**WHAT YOU WILL DO:** Copy the listing below word for word, every line from start to finish.

**STORED RECORDS:**
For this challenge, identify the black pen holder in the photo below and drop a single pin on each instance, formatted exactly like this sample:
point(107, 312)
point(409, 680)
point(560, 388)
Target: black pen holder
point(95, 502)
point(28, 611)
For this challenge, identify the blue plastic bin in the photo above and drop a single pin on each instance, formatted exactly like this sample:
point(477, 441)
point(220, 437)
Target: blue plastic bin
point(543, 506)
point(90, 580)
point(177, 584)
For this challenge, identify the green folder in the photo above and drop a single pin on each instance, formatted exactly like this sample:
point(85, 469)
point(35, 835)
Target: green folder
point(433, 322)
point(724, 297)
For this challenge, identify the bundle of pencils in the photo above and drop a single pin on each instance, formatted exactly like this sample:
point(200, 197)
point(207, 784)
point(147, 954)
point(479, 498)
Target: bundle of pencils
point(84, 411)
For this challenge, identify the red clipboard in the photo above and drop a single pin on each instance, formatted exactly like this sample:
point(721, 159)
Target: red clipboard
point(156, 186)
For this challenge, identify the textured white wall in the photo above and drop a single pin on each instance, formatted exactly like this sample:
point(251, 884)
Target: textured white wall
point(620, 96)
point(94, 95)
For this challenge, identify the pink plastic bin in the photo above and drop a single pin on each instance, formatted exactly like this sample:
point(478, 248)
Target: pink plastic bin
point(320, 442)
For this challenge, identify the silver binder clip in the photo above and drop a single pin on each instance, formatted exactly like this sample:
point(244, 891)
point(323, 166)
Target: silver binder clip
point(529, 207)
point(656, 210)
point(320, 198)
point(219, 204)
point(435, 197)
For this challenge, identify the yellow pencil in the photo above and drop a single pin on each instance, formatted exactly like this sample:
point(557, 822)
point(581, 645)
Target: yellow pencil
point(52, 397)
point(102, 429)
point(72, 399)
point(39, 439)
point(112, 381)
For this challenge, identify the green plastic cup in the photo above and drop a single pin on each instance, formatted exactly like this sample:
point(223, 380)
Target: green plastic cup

**RESULT BELOW:**
For this challenge, identify the black pen holder in the photo below and drop a single pin on each instance, formatted exactly like this sample:
point(107, 312)
point(409, 680)
point(560, 388)
Target: black pen holder
point(95, 502)
point(28, 611)
For this challenge, identify the blue plastic bin in the photo above and drop a single pin on each instance, formatted exactly like this sample:
point(477, 441)
point(220, 437)
Target: blue plastic bin
point(543, 506)
point(90, 580)
point(177, 584)
For this challenge, identify the green folder in the photo above and drop a single pin on each instance, formatted exactly like this sample:
point(85, 469)
point(35, 835)
Target: green folder
point(433, 322)
point(724, 297)
For this challenge, identify the bundle of pencils in the photo above and drop a single pin on each instance, formatted exactly like this sample:
point(200, 197)
point(207, 784)
point(147, 954)
point(479, 498)
Target: bundle of pencils
point(84, 411)
For this challenge, identify the red clipboard in the photo above and drop a single pin on each instance, formatted exactly like this sample:
point(721, 159)
Target: red clipboard
point(156, 186)
For this challenge, identify the textured white wall in the photo above and drop a single pin on each instance, formatted exactly like this sample:
point(251, 884)
Target: textured white wall
point(620, 96)
point(94, 95)
For this challenge, identify the pink plastic bin in the photo above and drop a single pin on each instance, formatted exactly like this sample:
point(478, 248)
Target: pink plastic bin
point(320, 442)
For this challenge, identify the silver binder clip in the photo above and drop a single pin on each instance, formatted exactly like this sample:
point(244, 891)
point(323, 166)
Target: silver binder clip
point(529, 207)
point(656, 210)
point(320, 198)
point(219, 204)
point(435, 197)
For this challenge, identify the yellow pencil in the photo above and drop a single pin on each instance, formatted exactly like this sample:
point(557, 822)
point(581, 645)
Target: yellow pencil
point(52, 397)
point(102, 429)
point(72, 399)
point(39, 439)
point(112, 381)
For this challenge, identify the green plastic cup in the photo above and drop a single pin on each instance, formatted exactly like this sample:
point(223, 380)
Target: green plastic cup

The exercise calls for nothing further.